The focus of our work is to extend AI-driven CGH algorithms to operate with emerging fast but heavily quantized phase SLMs. This is a non-trivial task, because quantization is non-differentiable, so the standard machine learning toolset does not directly apply in these settings. Moreover, most of the degrees of freedom of a holographic display stem from their ability to create constructive and destructive interference, which can only be achieved instantaneously in time but not between time-multiplexed frames. It is thus not clear whether the partially-coherent holographic display mode enabled by the fast SLM speed is actually beneficial when combined with a limited precision of phase control or how it affects image quality. We propose an algorithmic CGH framework that robustly optimizes holograms in these mathematically challenging scenarios and explore the aforementioned tradeoff, demonstrating significant benefits in image quality and space–bandwidth utilization (Yoo et al., 2021) of higher-speed phase SLMs. Moreover, we develop a learned propagation model that is more flexible than previously proposed alternatives in allowing us to calibrate it using 3D multiplane supervision but leverage a variety of target content, including 2D images, 2.5D RGBD images, 3D focal stacks, and 4D light fields, for supervision during runtime.

Specifically, our contributions include the following:

  • a new variant of a camera-calibrated wave propagation model for holographic displays, which is flexible in enabling runtime supervision by 2D, 2.5D, 3D, or 4D content;

  • a framework for robust CGH optimization with fast but heavily quantized phase-only SLMs;

  • experimental demonstration of improved image quality and better utilization of the SLM’s space–bandwidth product enabled by our framework.

Source code for this paper is available at computationalimaging.org.

2. Related Work

Many aspects of holographic displays, including optics, SLMs, and algorithms, have advanced considerably over the last few years. Detailed discussions of many of these advancements can be found in the survey papers by Yaras (2010), Park (2017), and Chang et al. (2020). A recent roadmap article by Javidi et al. (2021) also outlines current and future research efforts of digital holography in non-display areas, including 3D imaging and microscopy.

Our work primarily focuses on advancing the algorithms driving holographic near-eye displays. In a nutshell, the CGH problem comprises several parts. First, the target content is specified in some format that needs to be converted to a complex-valued wavefield, such as point clouds (Gerchberg, 1972; Fienup, 1982; Shi et al., 2017; Maimone et al., 2017; Shi et al., 2021), polygons (Chen and Wilkinson, 2009; Matsushima and Nakahara, 2009), light rays (Wakunami et al., 2013; Zhang et al., 2011), image layers (Chen and Chu, 2015; Zhang et al., 2017; Chen et al., 2021), or light fields (Benton, 1983; Lucente and Galyean, 1995; Ziegler et al., 2007; Kang et al., 2008; Padmanaban et al., 2019). Second, this wavefield needs to be encoded by a phase-only SLM, which can be achieved by fast, direct phase coding approaches (Hsueh and Sawchuk, 1978; Maimone et al., 2017; Lee, 1970) or slow, iterative solvers, such as classic Gerchberg–Saxton-type algorithms (Gerchberg, 1972; Fienup, 1982) or variants of stochastic gradient descent (Chakravarthula et al., 2019; Peng et al., 2020).

▶ **Supplied information**
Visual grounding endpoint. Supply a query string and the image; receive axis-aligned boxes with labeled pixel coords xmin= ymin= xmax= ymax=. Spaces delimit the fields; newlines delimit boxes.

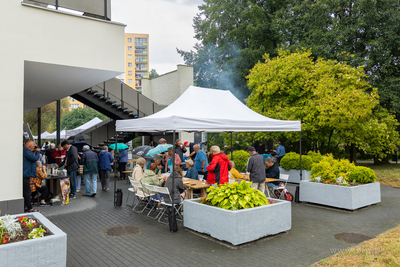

▶ **Exercise tasks**
1. Reproduce the portion of the holographic display passage from "2. Related Work" up to and including "imaging and microscopy.".
2. According to the holographic display passage, where is the source code for the paper available?
3. Using the holographic display passage, explain why the standard machine learning toolset does not directly apply when AI-driven CGH algorithms are used with heavily quantized phase SLMs.

▶ **List of solutions**
1.
2. Related Work

Many aspects of holographic displays, including optics, SLMs, and algorithms, have advanced considerably over the last few years. Detailed discussions of many of these advancements can be found in the survey papers by Yaras (2010), Park (2017), and Chang et al. (2020). A recent roadmap article by Javidi et al. (2021) also outlines current and future research efforts of digital holography in non-display areas, including 3D imaging and microscopy.

2. At computationalimaging.org.

3. Quantization is non-differentiable, so the standard machine learning toolset does not directly apply in these settings. This is why extending AI-driven CGH algorithms to such SLMs is a non-trivial task.